Extracted records:
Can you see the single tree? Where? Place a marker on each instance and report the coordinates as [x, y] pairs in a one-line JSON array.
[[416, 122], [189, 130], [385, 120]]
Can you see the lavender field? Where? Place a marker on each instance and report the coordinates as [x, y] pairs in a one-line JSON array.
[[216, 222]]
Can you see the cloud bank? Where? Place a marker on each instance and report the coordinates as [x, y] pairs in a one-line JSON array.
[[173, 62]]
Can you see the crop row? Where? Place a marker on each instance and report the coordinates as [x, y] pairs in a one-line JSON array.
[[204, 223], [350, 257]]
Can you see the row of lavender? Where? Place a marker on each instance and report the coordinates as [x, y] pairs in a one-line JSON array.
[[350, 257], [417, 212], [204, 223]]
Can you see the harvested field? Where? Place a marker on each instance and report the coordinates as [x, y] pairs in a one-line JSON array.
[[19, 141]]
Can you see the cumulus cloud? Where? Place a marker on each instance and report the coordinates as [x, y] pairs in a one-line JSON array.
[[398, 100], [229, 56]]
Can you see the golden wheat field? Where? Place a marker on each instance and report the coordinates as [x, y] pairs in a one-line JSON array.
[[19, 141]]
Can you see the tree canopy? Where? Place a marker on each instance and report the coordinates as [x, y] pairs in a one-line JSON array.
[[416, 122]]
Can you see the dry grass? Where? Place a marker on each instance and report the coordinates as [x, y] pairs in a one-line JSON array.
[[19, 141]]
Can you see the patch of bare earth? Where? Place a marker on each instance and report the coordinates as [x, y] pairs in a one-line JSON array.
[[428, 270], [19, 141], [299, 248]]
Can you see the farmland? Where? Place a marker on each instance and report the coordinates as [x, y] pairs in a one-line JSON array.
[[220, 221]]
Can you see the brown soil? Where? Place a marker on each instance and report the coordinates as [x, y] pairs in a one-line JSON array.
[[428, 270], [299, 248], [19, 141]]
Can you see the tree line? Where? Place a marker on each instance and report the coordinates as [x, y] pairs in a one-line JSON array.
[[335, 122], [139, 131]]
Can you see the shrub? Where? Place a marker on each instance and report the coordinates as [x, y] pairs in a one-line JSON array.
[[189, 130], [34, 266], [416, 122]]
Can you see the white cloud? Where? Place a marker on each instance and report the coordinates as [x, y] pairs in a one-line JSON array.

What is asked: Can you rewrite the entries above as a Markdown table, with a "Row" column numbering each line and an "Entry line" column holding that line, and skip any blank lines?

Solution to the exercise:
| Row | Entry line |
|---|---|
| 1 | Can you see the single tree? Where? Place a marker on each instance and report the coordinates as [x, y] pairs in a one-line JSON array. |
| 2 | [[416, 122], [189, 130], [385, 120]] |
| 3 | Can you see the lavender field? Where? Place a marker on each instance and report the coordinates as [x, y] pairs in a one-line JSON array. |
| 4 | [[216, 222]] |
| 5 | Can you see the cloud bank? Where? Place a marker on each instance and report the coordinates as [x, y] pairs in a one-line JSON array. |
| 6 | [[173, 62]] |
| 7 | Can you see the crop row? Where? Place a marker on each instance and report the coordinates as [x, y] pairs in a one-line JSON array. |
| 8 | [[204, 223], [350, 257]] |
| 9 | Can you see the row of lavender? Where? Place a marker on each instance and report the coordinates as [x, y] pairs in a one-line JSON array. |
| 10 | [[350, 257], [417, 212], [204, 223]] |
| 11 | Can you see the harvested field? Where? Place a marker on each instance and report the coordinates as [x, y] pairs in a one-line JSON array. |
| 12 | [[19, 141]] |
| 13 | Can you see the cumulus cloud? Where? Place a marker on each instance and report the coordinates as [x, y] pairs in a one-line JSON array. |
| 14 | [[398, 100], [229, 56]] |
| 15 | Can you see the golden wheat field? Where? Place a marker on each instance and report the coordinates as [x, y] pairs in a one-line JSON array. |
| 16 | [[19, 141]] |
| 17 | Can you see the tree canopy? Where? Place a marker on each instance and report the coordinates as [x, y] pairs in a one-line JSON array. |
| 18 | [[416, 122]] |
| 19 | Can you see the dry grass? Where? Place a marker on each instance and report the coordinates as [x, y] pairs in a one-line JSON array. |
| 20 | [[19, 141]] |
| 21 | Can you see the patch of bare earth? Where? Place a marker on each instance and report the coordinates as [x, y] pairs in a one-line JSON array. |
| 22 | [[428, 270], [19, 141], [299, 248]] |
| 23 | Can you see the farmland? Where? Place a marker on each instance and report the coordinates as [x, y] pairs in a one-line JSON array. |
| 24 | [[220, 221]] |
| 25 | Can you see the brown soil? Where? Place a marker on each instance and report the coordinates as [x, y] pairs in a one-line JSON array. |
| 26 | [[428, 270], [299, 248], [19, 141]] |
| 27 | Can you see the tree line? Where? Place a marker on each instance and report the coordinates as [x, y] pairs in a one-line JSON array. |
| 28 | [[335, 122], [139, 131]] |
| 29 | Can you see the shrub? Where? Place a marker on each instance and report the coordinates as [x, y] pairs in a one-line JSON array. |
| 30 | [[189, 130], [34, 266], [416, 122]] |
| 31 | Can you see the white cloud? Where? Place a marker on each instance and report the coordinates as [x, y] pairs in a one-line JSON array. |